- **Source text**
## START
SCAD / Gaussian-LS — cross-package benchmark

Second M9.3 nonconvex row. SCAD is MCP’s older cousin — same flavour of nonconvex penalty (quadratic spline, unbiased on truly large coefficients) but a different shape and a conventional γ = 3.7 instead of 3.0. Comparators are skein, skglm, and R/ncvreg.

skglm ships the SCAD penalty class but no estimator wrapper or .path() method, so the runner manually assembles a warm-started α-loop through GeneralizedLinearEstimator(SCAD, Quadratic, AndersonCD). Across runs the prior coef_ is preserved by the solver’s warm_start=True, matching the shape of skglm’s built-in MCPRegression.path / Lasso.path. Comparison stays apples-to- apples.

Headline — dense regime (λ_min/λ_max = 1e-3)

size

skein 0.5.1

skglm 0.5

ncvreg 3.16.0

skein / skglm

small (n=1k, p=100)

7.0 ms

41.0 ms

51.0 ms

0.17×

medium (n=10k, p=1k)

1.78 s

9.47 s

7.99 s

0.19×

large (n=100k, p=10k)

538.7 s

11 307.6 s

(skipped †)

0.048×

skein is the fastest across the board. The skein/skglm gap is wider on SCAD than on MCP at every size (0.19× vs 0.41× at medium): skglm’s MCP estimator has an internal optimized .path() that pre-allocates and reuses screening state across α; the manual α-loop we build for SCAD pays that overhead per α. This is the honest cost of fitting SCAD with skglm today.
## END
- **Listing**
## START
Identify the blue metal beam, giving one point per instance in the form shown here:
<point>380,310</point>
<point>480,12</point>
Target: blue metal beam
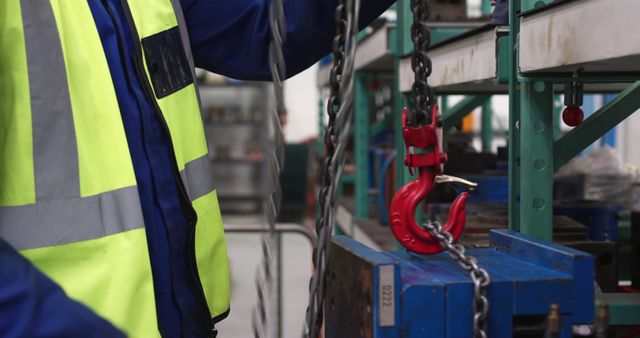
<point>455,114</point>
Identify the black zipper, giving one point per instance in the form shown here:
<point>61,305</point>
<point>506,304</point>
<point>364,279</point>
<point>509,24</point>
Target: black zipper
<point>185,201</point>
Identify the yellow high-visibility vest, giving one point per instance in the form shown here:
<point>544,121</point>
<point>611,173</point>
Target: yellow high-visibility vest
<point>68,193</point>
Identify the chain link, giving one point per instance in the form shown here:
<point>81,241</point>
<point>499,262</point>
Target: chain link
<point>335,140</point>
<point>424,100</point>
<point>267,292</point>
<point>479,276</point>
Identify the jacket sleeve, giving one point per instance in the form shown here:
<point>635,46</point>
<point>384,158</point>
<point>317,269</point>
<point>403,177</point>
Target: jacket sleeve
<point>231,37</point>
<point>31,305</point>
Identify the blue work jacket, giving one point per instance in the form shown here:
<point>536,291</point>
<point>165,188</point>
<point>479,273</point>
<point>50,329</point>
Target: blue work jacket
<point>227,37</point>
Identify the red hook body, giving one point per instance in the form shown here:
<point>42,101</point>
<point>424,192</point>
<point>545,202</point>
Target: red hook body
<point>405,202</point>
## END
According to the SCAD benchmark text, what conventional value of γ does SCAD use?

- **Result of this task**
γ = 3.7